### [WRITTEN TASKS]
A. In the passage about Michael Jordan, turn the paragraph that begins "Off the field Jordan supplemented" into a short bulleted list that keeps its main facts.
B. According to the passage about Michael Jordan, in what year did he partner with Nike to release his own footwear?

### [SOURCE PASSAGE]

Her frequent charity work, appearances in TV shows and music videos along with a high sense of fashion are all well-known besides her physical dominance. Serena is a barrier breaker who conveys style, beauty, strength and excellence in all her endeavours.
Michael Jeffrey Jordan
When you talk Basketball, a large part of the conversation will be about His Airness, Michael Jeffrey Jordan. Michael took over from Hall of Famers like Larry Bird and Earvin ‘Magic’ Johnson in the early 90’s as the NBA’s next superstar. He was a transcendent player whose high flying ability, prolific scoring and Championship dominance globalised the sport. Jordan became a 3x Champion and finals MVP from the 1991-1993. Following the murder of his father in July of ’93, Jordan retired from basketball but would return to the sport 21 months later and from 1996-1998, would win 3 more Championships and 3 more finals MVP’s. Jordan is often described as the greatest Basketball player and arguably the greatest athlete ever in American history.
Off the field Jordan supplemented the global appeal of his on court exploits with incredible business savvy. In 1985, he partnered with Nike to release his own brand of footwear known as the Air Jordan’s. No doubt the success during his career greatly contributed to the relevance of his brand. And even to this day, 32 years on, following a split with Nike to develop on his own, a host of superstar endorsements and over $1 billion in profit, the Jordan brand is one of the most relevant and globally successful urban businesses today. He is also the only black principal owner of an NBA team, the Charlotte Hornets.
Michael Jordan is great example of a combination of sporting and business excellence. He brought the NBA to the attention of the world and is influential in the way that players now conduct their business. We won’t see another like Mike in Basketball for a very very long time.

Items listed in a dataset
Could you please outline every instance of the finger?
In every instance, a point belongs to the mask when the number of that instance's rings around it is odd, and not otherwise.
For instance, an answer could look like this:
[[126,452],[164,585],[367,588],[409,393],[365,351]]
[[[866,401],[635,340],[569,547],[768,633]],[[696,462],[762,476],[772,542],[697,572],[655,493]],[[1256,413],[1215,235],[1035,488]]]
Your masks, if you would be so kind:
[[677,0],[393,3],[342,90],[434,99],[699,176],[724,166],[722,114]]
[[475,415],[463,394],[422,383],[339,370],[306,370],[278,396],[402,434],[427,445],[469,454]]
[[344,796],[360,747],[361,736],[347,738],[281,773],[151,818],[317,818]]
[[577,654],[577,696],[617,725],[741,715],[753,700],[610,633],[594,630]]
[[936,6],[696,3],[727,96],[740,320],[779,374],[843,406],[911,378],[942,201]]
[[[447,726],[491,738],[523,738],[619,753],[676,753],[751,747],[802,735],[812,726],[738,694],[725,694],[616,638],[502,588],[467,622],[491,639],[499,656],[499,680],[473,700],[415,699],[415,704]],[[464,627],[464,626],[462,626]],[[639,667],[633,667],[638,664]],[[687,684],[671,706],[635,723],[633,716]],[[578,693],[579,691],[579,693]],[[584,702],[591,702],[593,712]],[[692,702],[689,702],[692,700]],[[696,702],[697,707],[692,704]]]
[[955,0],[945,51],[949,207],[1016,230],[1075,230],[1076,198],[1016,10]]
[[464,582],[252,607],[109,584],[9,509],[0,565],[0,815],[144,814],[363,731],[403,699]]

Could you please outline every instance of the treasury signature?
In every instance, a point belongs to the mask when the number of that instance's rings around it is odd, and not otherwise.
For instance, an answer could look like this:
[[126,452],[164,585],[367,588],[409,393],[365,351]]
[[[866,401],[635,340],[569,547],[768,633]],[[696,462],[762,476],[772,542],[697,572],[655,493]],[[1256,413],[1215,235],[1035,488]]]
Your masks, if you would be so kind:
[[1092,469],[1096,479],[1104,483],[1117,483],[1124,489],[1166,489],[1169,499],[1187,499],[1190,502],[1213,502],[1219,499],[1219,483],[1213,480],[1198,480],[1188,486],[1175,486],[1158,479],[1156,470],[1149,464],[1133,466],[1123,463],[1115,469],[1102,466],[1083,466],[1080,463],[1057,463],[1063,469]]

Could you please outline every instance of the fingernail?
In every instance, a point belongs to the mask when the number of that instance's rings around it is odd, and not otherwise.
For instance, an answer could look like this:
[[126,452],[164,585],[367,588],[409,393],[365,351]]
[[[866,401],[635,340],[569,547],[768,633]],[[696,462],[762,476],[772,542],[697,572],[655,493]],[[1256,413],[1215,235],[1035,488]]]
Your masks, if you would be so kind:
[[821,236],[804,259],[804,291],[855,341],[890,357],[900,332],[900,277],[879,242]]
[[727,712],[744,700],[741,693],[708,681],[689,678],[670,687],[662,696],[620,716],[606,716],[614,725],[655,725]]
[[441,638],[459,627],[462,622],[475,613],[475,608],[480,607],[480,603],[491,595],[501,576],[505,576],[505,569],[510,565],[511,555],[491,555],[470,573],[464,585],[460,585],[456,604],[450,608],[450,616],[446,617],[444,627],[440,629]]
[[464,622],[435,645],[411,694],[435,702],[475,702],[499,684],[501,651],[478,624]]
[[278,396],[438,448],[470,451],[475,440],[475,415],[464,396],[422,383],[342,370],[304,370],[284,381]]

### [PER-TASK ANSWERS]
A.
- Jordan matched his on-court global appeal with strong business skills.
- In 1985 he partnered with Nike to release his own footwear brand, the Air Jordans.
- His playing success greatly helped the brand's relevance.
- 32 years on, after a split with Nike, many superstar endorsements and over $1 billion in profit, the Jordan brand remains one of the most relevant and globally successful urban businesses.
- He is the only black principal owner of an NBA team, the Charlotte Hornets.

B. 1985